Pick up the article about claimed assaults on ICE officers after its last sentence and continue writing it.

§ EXCERPTED TEXT:
%%

Trump admin says assaults on ICE agents up 1,000%. The data refutes that

The Trump administration has repeatedly claimed for months that assaults on Immigration and Customs Enforcement (ICE) officers have risen “more than 1,000 percent” as the agency carries out the president’s mass deportation initiative. However, a new analysis of federal court filings shows the increase is vastly lower.
NPR and Colorado Public Radio reported that cases alleging assault of federal officers have increased by just 25% this year. That relatively small uptick occurred as ICE agents increased their interactions with immigrants and other members of the public to carry out President Donald Trump’s agenda.
The reporting is the strongest rebuttal yet to claims by the Department of Homeland Security, which has declined to provide data substantiating its figure.
What was the spike?
The administration has used the surge claim to justify harsher tactics and more federal deployments around immigration enforcement. Colorado Public Radio noted that assaults against ICE officers have occurred, including cases involving gunfire and a vehicle dragging an agent and an officer who ended up in the hospital. Yet those incidents still do not come close to supporting a 1,000% spike.
Former FBI official Bob Pence warned that exaggerations by law enforcement “jeopardizes trust in that system.” Trump signed an executive order last month that contained the claim of a 1,000% increase in attacks on ICE. The order pledged that anyone who assaults an ICE agent “will face the full extent of the law.”

%%

Dataset entries
%%

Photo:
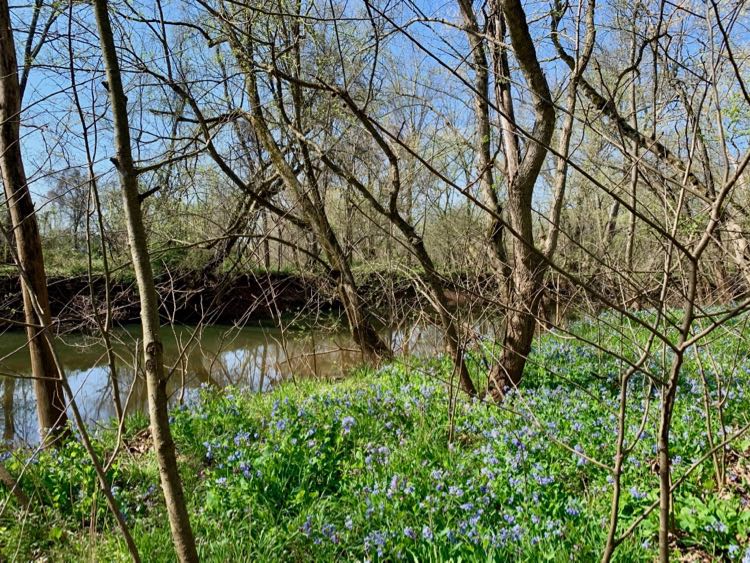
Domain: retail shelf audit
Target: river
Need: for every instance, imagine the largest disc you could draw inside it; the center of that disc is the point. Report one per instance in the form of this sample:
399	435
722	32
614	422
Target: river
250	357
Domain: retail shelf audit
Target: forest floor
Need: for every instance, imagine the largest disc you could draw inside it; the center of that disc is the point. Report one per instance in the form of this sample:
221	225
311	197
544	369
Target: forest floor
379	467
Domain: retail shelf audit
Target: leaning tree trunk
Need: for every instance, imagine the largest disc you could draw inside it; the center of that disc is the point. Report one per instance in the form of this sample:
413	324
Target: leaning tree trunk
528	262
50	401
156	379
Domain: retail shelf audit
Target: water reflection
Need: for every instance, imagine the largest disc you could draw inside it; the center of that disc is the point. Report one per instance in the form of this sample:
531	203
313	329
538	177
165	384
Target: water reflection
253	358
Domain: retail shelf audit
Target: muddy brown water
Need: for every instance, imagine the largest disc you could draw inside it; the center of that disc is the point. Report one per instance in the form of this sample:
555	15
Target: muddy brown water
251	357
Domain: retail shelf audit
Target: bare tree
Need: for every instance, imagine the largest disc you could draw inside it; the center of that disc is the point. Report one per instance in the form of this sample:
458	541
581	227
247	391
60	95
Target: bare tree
49	393
156	378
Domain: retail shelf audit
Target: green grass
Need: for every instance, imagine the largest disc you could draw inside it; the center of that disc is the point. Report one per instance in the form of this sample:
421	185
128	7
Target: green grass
376	468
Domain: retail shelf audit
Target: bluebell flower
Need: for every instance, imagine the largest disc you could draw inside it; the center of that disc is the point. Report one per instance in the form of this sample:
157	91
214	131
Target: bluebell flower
347	423
636	494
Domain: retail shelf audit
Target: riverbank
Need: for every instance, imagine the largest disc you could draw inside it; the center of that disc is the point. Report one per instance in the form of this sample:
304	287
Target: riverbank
376	467
192	298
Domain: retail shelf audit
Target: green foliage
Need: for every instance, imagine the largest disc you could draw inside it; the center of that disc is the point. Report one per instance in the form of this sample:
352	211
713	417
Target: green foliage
378	468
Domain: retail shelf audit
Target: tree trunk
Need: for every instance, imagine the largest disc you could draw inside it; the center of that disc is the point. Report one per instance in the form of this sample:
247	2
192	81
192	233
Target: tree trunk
50	401
528	263
156	379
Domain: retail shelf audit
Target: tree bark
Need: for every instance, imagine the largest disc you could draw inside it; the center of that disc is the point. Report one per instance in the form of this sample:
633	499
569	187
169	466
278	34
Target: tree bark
528	264
156	379
50	400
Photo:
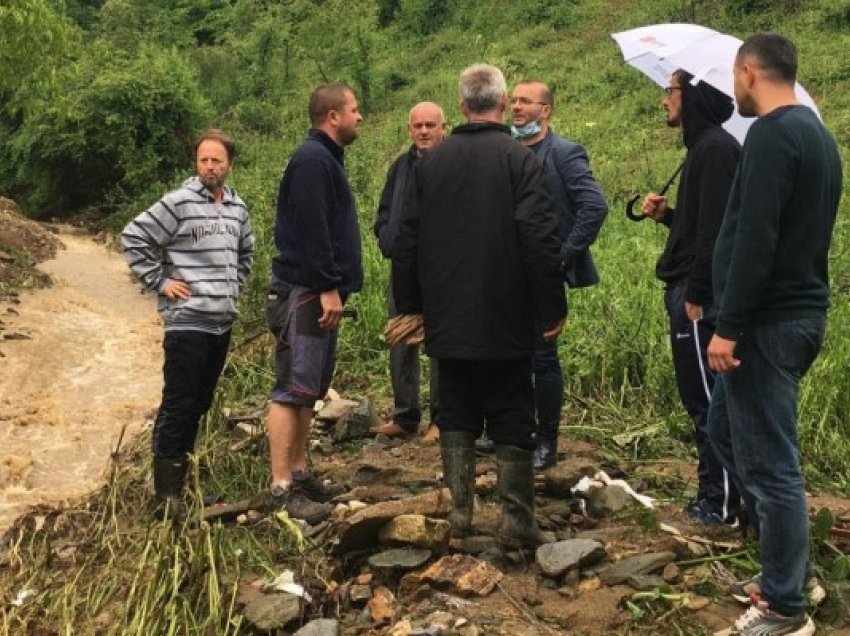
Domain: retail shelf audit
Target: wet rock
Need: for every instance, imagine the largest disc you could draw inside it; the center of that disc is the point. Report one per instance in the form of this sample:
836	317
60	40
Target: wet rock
643	582
473	545
333	410
360	593
399	559
671	574
687	549
369	475
556	558
464	573
486	484
402	628
360	530
620	571
557	508
356	424
417	530
382	605
319	627
589	584
697	603
272	611
608	500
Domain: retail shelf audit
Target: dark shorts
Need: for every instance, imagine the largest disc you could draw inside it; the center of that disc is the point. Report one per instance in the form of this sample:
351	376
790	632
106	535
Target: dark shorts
304	352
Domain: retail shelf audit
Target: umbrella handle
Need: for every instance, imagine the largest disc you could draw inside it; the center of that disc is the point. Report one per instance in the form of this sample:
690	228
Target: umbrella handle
631	204
631	216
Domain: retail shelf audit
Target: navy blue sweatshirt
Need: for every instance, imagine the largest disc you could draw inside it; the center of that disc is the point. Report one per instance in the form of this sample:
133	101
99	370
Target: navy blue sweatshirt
316	230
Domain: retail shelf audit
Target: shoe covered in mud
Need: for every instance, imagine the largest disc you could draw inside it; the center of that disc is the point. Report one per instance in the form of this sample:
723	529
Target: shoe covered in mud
742	591
760	620
545	455
393	430
314	488
298	506
431	434
484	447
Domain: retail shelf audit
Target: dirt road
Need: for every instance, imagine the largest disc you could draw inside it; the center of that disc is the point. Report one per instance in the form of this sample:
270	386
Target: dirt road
91	365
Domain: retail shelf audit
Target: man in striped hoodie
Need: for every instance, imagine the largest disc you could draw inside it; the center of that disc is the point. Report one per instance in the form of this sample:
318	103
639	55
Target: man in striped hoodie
194	247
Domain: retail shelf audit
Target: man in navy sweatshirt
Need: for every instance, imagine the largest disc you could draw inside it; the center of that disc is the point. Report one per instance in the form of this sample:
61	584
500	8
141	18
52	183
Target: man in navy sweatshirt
771	283
317	267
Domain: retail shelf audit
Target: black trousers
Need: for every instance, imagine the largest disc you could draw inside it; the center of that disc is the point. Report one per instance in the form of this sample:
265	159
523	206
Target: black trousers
193	363
497	394
405	374
695	380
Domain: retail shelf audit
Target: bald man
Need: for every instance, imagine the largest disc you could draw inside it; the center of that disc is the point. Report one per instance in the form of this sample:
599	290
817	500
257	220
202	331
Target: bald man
426	126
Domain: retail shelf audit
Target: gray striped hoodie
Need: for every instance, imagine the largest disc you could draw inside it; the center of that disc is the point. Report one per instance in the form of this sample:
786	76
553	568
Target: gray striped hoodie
187	236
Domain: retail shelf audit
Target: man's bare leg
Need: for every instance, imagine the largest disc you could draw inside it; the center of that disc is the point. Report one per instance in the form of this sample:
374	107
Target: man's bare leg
287	439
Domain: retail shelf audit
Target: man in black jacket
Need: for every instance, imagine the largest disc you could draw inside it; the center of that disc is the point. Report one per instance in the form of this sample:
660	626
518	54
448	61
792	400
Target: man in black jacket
478	255
685	267
426	126
581	211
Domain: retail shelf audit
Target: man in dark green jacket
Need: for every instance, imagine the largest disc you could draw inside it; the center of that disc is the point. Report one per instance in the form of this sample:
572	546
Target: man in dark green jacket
772	289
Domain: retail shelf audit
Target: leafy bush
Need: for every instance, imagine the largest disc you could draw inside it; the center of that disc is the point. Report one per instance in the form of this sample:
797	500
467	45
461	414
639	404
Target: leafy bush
118	124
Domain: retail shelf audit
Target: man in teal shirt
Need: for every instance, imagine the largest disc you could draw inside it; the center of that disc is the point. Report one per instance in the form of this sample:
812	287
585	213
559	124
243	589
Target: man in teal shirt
772	289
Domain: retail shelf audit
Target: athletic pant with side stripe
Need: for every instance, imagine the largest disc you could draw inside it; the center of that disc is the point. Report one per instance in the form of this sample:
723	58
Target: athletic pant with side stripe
689	342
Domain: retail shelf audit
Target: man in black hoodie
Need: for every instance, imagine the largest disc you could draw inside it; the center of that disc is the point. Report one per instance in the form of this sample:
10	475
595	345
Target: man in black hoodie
685	267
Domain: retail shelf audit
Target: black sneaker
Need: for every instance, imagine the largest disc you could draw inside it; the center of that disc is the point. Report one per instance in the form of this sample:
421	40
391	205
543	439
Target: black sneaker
297	505
742	590
484	446
760	620
545	455
305	481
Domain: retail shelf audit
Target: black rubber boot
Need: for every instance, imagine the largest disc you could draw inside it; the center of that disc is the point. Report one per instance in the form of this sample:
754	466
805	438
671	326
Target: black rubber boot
518	528
458	452
168	476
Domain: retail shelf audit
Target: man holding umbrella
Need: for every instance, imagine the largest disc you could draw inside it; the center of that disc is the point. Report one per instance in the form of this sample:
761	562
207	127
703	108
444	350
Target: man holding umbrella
698	109
772	287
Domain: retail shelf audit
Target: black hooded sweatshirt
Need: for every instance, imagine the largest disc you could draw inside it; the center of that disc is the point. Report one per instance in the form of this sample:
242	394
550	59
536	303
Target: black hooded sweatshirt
704	186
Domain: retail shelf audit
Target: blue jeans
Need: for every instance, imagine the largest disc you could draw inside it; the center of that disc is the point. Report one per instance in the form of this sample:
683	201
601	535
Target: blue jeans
752	425
548	388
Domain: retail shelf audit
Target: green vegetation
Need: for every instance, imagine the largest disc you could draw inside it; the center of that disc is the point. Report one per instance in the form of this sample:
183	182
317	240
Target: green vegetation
100	102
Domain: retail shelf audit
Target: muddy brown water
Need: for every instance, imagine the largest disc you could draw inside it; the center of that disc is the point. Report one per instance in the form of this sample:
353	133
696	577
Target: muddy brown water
91	366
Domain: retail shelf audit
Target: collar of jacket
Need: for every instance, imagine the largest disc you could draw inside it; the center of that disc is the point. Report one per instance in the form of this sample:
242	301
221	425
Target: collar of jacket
323	138
480	126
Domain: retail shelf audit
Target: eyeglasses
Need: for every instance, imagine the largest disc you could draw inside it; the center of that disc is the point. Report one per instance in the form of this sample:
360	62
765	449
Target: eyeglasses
526	102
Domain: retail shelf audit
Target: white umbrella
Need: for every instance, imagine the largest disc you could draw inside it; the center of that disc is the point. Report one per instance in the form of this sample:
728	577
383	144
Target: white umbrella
659	49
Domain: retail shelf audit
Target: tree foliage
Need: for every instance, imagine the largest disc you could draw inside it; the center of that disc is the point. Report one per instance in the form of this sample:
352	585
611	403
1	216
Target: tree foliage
36	35
120	123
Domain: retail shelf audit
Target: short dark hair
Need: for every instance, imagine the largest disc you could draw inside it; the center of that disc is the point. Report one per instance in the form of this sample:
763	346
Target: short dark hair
775	54
216	134
548	93
326	98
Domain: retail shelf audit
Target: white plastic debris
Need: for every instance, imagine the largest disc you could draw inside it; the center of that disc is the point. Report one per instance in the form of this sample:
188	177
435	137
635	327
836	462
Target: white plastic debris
285	582
600	479
21	597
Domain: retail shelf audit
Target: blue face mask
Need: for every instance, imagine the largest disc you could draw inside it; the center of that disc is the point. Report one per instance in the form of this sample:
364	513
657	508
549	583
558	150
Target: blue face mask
524	132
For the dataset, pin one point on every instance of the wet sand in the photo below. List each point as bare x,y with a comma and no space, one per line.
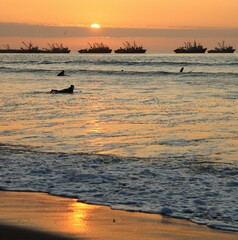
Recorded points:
34,216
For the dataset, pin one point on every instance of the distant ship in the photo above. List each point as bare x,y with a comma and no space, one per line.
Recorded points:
130,48
222,49
189,48
30,48
56,48
96,48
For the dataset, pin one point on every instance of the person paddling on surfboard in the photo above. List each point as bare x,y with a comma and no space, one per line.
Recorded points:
66,90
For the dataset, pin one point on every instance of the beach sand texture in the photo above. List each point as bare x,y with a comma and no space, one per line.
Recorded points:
25,215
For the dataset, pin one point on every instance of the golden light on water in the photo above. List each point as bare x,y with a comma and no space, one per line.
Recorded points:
95,25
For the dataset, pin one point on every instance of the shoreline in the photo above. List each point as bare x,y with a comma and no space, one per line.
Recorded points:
40,215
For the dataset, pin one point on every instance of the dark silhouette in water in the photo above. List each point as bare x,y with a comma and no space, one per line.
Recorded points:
61,73
66,90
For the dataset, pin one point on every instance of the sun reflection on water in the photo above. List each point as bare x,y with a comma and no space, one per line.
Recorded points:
80,214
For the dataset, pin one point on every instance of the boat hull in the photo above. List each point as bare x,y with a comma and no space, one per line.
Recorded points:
95,51
130,51
190,51
217,51
31,51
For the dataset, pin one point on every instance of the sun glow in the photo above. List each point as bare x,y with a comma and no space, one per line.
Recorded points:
95,25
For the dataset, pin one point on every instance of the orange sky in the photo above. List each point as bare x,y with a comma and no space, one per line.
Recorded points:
167,14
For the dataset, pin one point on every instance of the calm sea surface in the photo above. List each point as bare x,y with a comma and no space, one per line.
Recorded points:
136,134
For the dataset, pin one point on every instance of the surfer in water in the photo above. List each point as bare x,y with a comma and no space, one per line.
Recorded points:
61,73
66,90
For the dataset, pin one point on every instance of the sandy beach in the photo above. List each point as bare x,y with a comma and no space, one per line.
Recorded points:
25,215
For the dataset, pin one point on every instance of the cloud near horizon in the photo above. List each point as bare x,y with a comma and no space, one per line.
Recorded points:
44,31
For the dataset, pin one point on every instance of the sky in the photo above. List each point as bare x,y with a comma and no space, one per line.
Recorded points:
159,25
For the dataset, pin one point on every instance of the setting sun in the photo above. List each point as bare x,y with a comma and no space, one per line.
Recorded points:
95,25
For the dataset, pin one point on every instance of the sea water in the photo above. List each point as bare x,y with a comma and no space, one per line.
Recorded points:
135,135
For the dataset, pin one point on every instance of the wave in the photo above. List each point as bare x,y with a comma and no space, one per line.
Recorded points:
118,62
148,73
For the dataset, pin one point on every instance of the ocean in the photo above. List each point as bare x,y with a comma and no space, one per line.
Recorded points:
136,134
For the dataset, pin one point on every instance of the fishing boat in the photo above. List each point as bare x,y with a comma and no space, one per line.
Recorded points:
130,48
96,48
30,48
191,48
222,49
56,48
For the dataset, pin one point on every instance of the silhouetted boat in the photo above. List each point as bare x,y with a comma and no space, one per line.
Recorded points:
222,49
189,48
96,48
130,48
30,48
56,48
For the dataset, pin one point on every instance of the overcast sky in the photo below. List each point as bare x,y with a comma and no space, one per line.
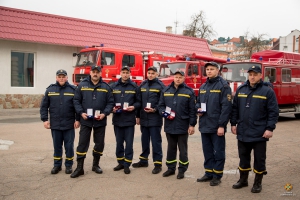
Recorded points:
229,18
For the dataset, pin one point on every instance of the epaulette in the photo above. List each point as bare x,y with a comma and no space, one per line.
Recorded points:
268,84
51,85
224,82
189,88
161,83
143,83
133,83
244,84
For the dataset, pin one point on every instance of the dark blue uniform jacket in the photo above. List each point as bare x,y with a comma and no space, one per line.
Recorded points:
254,111
182,101
58,101
97,97
149,92
125,92
216,93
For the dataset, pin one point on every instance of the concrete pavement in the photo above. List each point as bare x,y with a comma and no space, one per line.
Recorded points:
26,164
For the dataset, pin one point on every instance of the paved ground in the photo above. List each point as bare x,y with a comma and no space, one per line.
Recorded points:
25,167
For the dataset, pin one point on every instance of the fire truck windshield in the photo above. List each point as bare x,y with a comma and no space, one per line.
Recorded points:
168,69
236,72
87,58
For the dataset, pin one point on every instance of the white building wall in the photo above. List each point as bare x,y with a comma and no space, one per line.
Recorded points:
47,60
286,43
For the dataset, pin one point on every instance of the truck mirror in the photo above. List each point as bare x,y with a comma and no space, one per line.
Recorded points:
225,69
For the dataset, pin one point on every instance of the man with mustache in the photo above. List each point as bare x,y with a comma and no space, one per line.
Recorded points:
93,101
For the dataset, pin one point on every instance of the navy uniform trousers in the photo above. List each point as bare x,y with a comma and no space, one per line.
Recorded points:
259,149
179,140
84,140
60,138
153,133
214,154
124,155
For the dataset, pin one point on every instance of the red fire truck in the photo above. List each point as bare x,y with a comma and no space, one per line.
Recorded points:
193,67
112,60
282,69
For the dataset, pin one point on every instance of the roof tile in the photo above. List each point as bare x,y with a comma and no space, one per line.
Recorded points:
31,26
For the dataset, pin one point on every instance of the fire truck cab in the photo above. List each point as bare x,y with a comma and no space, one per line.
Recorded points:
193,67
281,69
112,60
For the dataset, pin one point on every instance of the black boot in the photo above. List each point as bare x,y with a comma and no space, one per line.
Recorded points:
243,181
79,170
96,167
257,183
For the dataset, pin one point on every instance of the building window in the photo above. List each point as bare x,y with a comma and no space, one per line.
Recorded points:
107,58
22,69
286,75
270,75
128,60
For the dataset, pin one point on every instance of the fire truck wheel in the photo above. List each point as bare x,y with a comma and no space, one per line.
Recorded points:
297,116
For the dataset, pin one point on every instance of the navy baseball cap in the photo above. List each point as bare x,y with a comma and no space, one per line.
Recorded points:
152,68
126,68
255,68
212,64
61,72
179,72
96,68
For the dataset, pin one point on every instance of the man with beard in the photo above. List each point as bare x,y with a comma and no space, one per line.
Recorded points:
177,105
126,103
58,101
93,101
214,108
150,120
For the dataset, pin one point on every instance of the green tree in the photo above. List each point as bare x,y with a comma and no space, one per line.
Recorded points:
252,43
199,27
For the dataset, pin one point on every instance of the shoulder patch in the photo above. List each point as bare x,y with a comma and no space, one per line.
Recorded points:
50,85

%%

§ TASK RESULT:
Colorado Public Radio traced the administration’s escalating rhetoric from June — with officials citing figures of 413%, 500%, 700%, 830% and then “more than 1,000%” — and found no public data backing the claims.
DHS did not release its methodology and instead sent press releases highlighting individual cases.
National surges
Nationally, charges for assault on federal officers rose 25% through mid-September from the same period in 2024. That includes a 74% jump in the second quarter of 2025, driven largely by clashes in Los Angeles during large ICE operations.
Prosecutors secured relatively few indictments from those protests, and some charges were reduced, dismissed or resolved by plea deals, the public media outlets reported.
In one Denver case, the government dropped an assault count in exchange for a guilty plea on a firearms charge.
NPR reported it can take weeks for charges to be filed, meaning totals could still change. But without underlying DHS data, outside validation of the White House’s 1,000% figure remains unavailable.